» **CHALLENGE A**
Reproduce the point placement rows without any change, starting at the line that contains "Exercise. Pick out the watermark" and ending with the final row.

TEL AVIV (SuaraMedia News) - Rabbi Ovadia Yosef, religious leader of Israel’s ultra-Orthodox party Shas and a part of the Israeli governmental coalition, criticized American President Barack Obama on Saturday. He drew a picture of the president as a “slave master” who dominates the world. The rabbi claimed that the president wishes to control Israel by controlling building plans in Jerusalem.
During a Sunday sermon, Yosef protested: “America has ordered Israelis to 'stop building here, and you cannot build there,' as if we are slaves that work for her.”
“We live in an age where a slave master is guiding us and is trying to control us,” he added afterwards, while rejecting the U.S.'s request that Israelis halt the building of an illegal settlement in the Palestinian district.
“We are not American slaves ... Israel will not work for the United States of America!” Yosef emphasized.

» **CHALLENGE B**
Write out the passage of the report on Rabbi Ovadia Yosef's criticism of President Obama, starting at "During a Sunday" and ending at "the Palestinian district.".

Point placement records
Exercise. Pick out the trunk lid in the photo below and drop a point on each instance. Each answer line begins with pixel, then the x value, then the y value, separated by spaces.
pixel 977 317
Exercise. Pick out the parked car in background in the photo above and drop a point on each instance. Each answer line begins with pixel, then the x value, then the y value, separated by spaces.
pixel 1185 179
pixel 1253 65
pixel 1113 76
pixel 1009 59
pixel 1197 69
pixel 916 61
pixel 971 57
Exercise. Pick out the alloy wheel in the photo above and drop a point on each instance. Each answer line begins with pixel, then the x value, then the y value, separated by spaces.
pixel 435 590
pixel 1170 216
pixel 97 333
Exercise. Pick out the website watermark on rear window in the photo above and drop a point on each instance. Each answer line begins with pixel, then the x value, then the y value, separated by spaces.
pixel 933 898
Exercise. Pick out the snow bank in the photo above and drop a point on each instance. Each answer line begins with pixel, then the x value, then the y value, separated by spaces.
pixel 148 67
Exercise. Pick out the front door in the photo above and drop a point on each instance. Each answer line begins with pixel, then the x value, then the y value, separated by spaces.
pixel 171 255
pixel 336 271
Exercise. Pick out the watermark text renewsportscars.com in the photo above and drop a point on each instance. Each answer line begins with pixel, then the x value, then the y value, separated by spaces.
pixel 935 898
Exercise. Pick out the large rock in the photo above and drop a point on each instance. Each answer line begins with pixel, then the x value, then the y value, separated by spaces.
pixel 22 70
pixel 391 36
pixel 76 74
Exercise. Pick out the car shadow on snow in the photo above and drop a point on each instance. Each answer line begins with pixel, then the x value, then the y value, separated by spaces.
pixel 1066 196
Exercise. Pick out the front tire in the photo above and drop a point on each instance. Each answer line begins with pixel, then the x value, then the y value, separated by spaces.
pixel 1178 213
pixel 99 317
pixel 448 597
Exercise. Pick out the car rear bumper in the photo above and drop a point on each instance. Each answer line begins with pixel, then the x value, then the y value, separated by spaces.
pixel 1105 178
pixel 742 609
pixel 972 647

» **COMPLETE OUTPUT A**
Exercise. Pick out the watermark text renewsportscars.com in the photo above and drop a point on each instance. Each answer line begins with pixel, then the x value, then the y value, separated by spaces.
pixel 935 898
Exercise. Pick out the large rock in the photo above and drop a point on each instance. Each answer line begins with pixel, then the x value, then the y value, separated by spaces.
pixel 22 70
pixel 391 36
pixel 76 74
Exercise. Pick out the car shadow on snow in the photo above and drop a point on each instance. Each answer line begins with pixel, then the x value, then the y value, separated by spaces.
pixel 1066 196
Exercise. Pick out the front tire in the photo above and drop a point on each instance. Each answer line begins with pixel, then the x value, then the y value, separated by spaces.
pixel 1178 213
pixel 99 317
pixel 448 597
Exercise. Pick out the car rear bumper in the photo above and drop a point on each instance. Each answer line begins with pixel, then the x value, then the y value, separated by spaces.
pixel 1105 178
pixel 742 609
pixel 972 647

» **COMPLETE OUTPUT B**
During a Sunday sermon, Yosef protested: “America has ordered Israelis to 'stop building here, and you cannot build there,' as if we are slaves that work for her.”
“We live in an age where a slave master is guiding us and is trying to control us,” he added afterwards, while rejecting the U.S.'s request that Israelis halt the building of an illegal settlement in the Palestinian district.